_RECORDS_
= Beginning of Section =

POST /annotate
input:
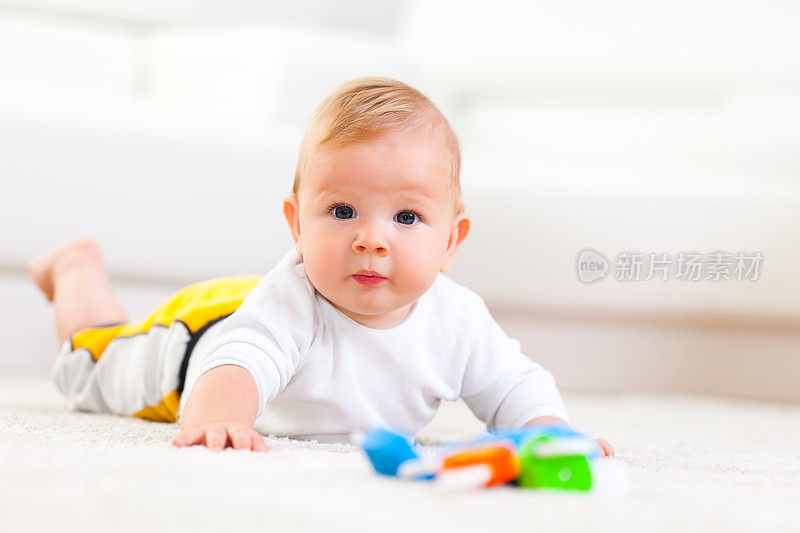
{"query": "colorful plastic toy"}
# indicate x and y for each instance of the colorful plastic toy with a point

= End of Section =
= Beginning of Section =

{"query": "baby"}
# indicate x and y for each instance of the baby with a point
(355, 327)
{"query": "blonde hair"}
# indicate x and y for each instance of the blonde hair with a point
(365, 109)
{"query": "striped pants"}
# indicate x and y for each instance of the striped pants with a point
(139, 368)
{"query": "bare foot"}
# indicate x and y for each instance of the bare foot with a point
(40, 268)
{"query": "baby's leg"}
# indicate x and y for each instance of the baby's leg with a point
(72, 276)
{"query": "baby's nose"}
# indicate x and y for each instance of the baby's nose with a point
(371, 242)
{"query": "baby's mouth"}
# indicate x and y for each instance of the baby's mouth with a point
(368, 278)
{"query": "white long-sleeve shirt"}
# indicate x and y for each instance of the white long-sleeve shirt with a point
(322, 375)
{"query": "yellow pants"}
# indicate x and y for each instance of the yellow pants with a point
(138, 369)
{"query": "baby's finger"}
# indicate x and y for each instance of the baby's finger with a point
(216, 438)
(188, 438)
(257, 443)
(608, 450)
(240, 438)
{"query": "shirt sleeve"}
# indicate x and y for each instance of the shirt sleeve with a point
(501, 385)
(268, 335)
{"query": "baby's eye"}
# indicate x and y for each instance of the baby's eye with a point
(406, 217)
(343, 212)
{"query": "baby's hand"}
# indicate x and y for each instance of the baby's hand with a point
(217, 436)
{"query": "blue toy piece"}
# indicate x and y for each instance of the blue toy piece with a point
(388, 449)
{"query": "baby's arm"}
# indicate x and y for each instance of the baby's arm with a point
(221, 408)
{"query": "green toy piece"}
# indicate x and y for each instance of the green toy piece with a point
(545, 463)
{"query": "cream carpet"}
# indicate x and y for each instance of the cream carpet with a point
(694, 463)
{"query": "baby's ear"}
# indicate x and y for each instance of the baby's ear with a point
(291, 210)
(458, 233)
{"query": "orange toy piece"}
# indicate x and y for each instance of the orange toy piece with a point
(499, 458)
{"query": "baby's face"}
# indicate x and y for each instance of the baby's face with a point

= End of Section =

_WORK REQUEST_
Between and including the line with "POST /annotate" and the line with "# indicate x and y for each instance of the colorful", repeat every line exactly as it appears above, with pictures left out.

_SOLUTION TO THIS EXERCISE_
POST /annotate
input:
{"query": "colorful plastic toy"}
# indicate x and y for each instance of the colorful plastic toy with a point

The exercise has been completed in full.